| Exercise |
Transcribe every one of the entries below word for word, keeping each line in its original order.

| Raw data |
----------

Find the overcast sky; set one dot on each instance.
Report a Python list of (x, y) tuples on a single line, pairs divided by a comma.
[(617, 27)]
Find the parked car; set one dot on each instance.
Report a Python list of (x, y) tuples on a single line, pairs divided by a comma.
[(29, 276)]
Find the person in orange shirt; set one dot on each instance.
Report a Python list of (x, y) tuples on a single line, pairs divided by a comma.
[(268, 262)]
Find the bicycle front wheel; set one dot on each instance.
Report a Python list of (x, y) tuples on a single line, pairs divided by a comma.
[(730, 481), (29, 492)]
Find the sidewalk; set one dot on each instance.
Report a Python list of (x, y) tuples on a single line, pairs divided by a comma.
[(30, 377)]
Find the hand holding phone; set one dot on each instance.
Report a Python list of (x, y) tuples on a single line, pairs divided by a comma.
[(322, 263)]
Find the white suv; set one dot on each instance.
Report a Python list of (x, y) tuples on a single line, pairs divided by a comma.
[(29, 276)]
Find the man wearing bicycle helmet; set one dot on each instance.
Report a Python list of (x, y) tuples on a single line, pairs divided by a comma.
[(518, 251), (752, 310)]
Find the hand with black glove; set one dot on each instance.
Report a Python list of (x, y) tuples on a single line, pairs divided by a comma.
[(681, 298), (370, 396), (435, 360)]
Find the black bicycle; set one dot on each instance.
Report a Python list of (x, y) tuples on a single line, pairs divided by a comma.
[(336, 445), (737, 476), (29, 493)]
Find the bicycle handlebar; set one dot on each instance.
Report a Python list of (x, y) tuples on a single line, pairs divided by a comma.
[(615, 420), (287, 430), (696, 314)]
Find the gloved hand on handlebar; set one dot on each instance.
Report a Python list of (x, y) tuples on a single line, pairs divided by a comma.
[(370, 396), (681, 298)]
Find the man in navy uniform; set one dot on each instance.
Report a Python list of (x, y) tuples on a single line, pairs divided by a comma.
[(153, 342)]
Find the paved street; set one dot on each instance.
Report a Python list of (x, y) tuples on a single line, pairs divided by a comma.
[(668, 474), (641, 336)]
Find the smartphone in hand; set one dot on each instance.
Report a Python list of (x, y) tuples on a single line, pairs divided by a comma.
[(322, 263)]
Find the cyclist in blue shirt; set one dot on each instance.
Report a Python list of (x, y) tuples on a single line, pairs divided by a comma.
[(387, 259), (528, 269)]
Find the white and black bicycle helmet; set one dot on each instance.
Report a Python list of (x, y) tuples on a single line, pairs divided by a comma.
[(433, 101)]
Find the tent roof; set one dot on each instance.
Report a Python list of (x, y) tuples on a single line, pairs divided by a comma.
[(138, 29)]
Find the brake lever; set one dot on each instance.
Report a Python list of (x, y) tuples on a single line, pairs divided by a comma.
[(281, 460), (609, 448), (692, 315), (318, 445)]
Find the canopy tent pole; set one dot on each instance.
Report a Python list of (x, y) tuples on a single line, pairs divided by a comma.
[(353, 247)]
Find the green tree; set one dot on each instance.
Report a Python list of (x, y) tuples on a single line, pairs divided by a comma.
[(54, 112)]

----------

| Complete output |
Find the overcast sky; set one dot on each instance.
Report a Python list of (x, y) tuples on a single line, pairs divided by a comma.
[(617, 27)]
Find the parked car; set one dot on each instance.
Report a Python list of (x, y) tuples on a single line, pairs divided by a comma.
[(29, 276)]
Find the person in orange shirt; set one dot on each instance.
Report a Python list of (x, y) tuples on a single line, pairs divided by a comma.
[(268, 262)]
Find the bicycle front wheel; set one dot on each instance.
Report a Python list of (x, y) tuples on a single line, pairs divided by a comma.
[(730, 481), (29, 492)]
Find the sidewalk; set one dot on each instance.
Report a Python list of (x, y) tuples on a single line, pairs divided by a comma.
[(30, 377)]
Find the hand holding phone; set one dot on each instance.
Report a Python list of (x, y) tuples on a single line, pairs divided by a comma.
[(322, 263)]
Find the white suv; set one dot on each instance.
Report a Python list of (x, y) tuples on a single line, pairs divided by a comma.
[(29, 276)]
Find the man wearing bicycle helmet; set one dot on each instance.
Report a Python list of (x, y) tuples on a single line, pairs divided by a comma.
[(518, 251), (752, 310)]
Find the hand with black glove; set one dot on each instance.
Report a Python list of (x, y) tuples on a single line, pairs divided by a comma.
[(681, 298), (370, 396), (435, 360)]
Find the black bicycle; set one dot on each instance.
Report a Python list of (x, y) tuples on a single line, pairs divided by a comma.
[(336, 445), (737, 476), (29, 493)]
Find the bicycle handlebar; set one dot on each instance.
Report a Python list of (x, y) tuples on a single line, pairs divided by a comma.
[(615, 420), (287, 430), (696, 314)]
Find the gloved hand on handlebar; set one dot on each instance.
Report a Python list of (x, y) tuples on a single line, pairs divided by a comma.
[(370, 396), (681, 298)]
Find the man in navy uniform; set one dot on each instance.
Report a Python list of (x, y) tuples on a single line, pairs divided by a comma.
[(153, 342)]
Find the paved street; set one dot on each instance.
Report a Python list of (x, y) tuples on a single line, pairs divided by a comma.
[(668, 474), (641, 336)]
Find the smartphone in hand; set one dot on each instance.
Report a Python list of (x, y) tuples on a single line, pairs divided by a comma.
[(322, 263)]
Find the cyclist in blue shirt; set one dot on each instance.
Report a Python list of (x, y) tuples on a single line, pairs divided by a comma.
[(387, 259), (528, 269)]
Find the white and black bicycle helmet; set one dot on each instance.
Report a Python list of (x, y) tuples on a single line, pairs divided by a comma.
[(433, 101)]
Find the tent roof; set one dot on each instance.
Report a Python list of (x, y) tuples on a single line, pairs divided by a comma.
[(138, 29)]
Find the brake lever; set one dot on each instance.
Report a Python list of (x, y) tuples on a single line, pairs divided by a comma.
[(281, 460), (609, 448), (692, 315), (318, 445)]
Find the canopy tent pole; set one dot on each instance.
Report a Python list of (x, y) tuples on a single line, pairs divided by a comma.
[(353, 247)]
Find the green tree; set one dot on each instance.
Report a Python list of (x, y) tuples on a single line, pairs divided by a comma.
[(54, 112)]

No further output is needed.